◆ **EXERCISE DIRECTIONS**
Copy out every line below that contains the word "older". Only matches in the same upper or lower case count.

## START ITEMS

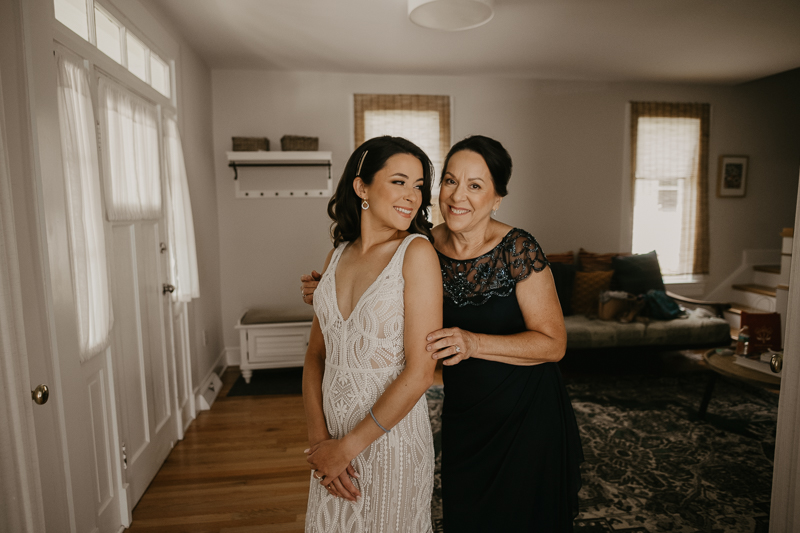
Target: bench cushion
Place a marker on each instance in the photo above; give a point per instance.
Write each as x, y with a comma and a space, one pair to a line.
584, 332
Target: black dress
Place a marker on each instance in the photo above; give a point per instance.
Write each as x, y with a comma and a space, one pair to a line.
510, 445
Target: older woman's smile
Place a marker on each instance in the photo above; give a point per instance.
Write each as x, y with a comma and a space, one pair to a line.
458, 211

## END ITEMS
## START ITEMS

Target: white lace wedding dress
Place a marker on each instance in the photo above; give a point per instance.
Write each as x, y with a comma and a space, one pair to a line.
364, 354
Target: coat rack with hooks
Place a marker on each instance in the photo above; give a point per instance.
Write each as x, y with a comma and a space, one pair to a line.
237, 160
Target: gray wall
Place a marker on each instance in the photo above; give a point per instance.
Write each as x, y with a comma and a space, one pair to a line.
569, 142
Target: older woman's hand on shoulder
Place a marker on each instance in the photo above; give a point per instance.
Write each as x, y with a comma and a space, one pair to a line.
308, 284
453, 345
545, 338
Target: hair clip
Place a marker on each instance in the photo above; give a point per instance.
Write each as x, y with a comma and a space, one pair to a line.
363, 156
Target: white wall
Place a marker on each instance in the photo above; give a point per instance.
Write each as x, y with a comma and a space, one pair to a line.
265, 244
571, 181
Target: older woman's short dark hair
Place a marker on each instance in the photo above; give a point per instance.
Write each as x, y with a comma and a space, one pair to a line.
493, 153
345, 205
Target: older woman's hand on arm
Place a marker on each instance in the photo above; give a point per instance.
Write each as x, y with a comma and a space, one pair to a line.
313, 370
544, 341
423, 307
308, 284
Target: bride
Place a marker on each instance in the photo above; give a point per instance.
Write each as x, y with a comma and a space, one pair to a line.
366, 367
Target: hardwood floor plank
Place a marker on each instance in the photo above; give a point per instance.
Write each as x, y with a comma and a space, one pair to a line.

## END ITEMS
## START ITEMS

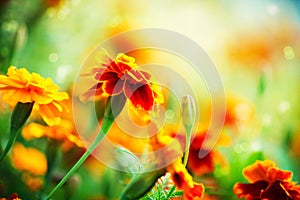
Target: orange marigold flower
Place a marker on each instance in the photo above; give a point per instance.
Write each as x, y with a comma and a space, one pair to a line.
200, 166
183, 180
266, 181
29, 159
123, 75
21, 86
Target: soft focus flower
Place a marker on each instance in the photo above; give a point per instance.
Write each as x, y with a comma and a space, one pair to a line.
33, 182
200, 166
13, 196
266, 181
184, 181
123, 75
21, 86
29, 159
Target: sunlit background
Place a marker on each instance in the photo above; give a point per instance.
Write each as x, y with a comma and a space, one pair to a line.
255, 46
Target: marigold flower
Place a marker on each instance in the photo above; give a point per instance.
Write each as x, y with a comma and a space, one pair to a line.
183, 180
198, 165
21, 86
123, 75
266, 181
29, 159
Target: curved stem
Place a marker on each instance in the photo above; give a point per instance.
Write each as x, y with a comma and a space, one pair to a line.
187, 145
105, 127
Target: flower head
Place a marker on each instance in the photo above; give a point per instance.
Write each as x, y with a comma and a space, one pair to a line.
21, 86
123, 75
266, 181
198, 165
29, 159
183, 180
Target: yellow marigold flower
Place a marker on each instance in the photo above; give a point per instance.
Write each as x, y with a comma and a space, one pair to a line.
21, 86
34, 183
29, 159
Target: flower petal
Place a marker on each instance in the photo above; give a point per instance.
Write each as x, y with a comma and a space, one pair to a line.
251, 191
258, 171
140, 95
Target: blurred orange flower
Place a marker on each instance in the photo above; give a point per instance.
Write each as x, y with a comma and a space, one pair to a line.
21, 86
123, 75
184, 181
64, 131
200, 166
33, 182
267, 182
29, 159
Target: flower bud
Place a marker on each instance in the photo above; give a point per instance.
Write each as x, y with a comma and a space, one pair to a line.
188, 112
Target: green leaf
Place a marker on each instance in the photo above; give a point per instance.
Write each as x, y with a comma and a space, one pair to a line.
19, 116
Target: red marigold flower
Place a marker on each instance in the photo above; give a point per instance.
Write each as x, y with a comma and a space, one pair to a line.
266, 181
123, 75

## END ITEMS

◆ **EXPECTED OUTPUT**
Target: older woman's smile
Target: older woman's hand on shoulder
Target: older woman's short dark hair
Target: older woman's hand on arm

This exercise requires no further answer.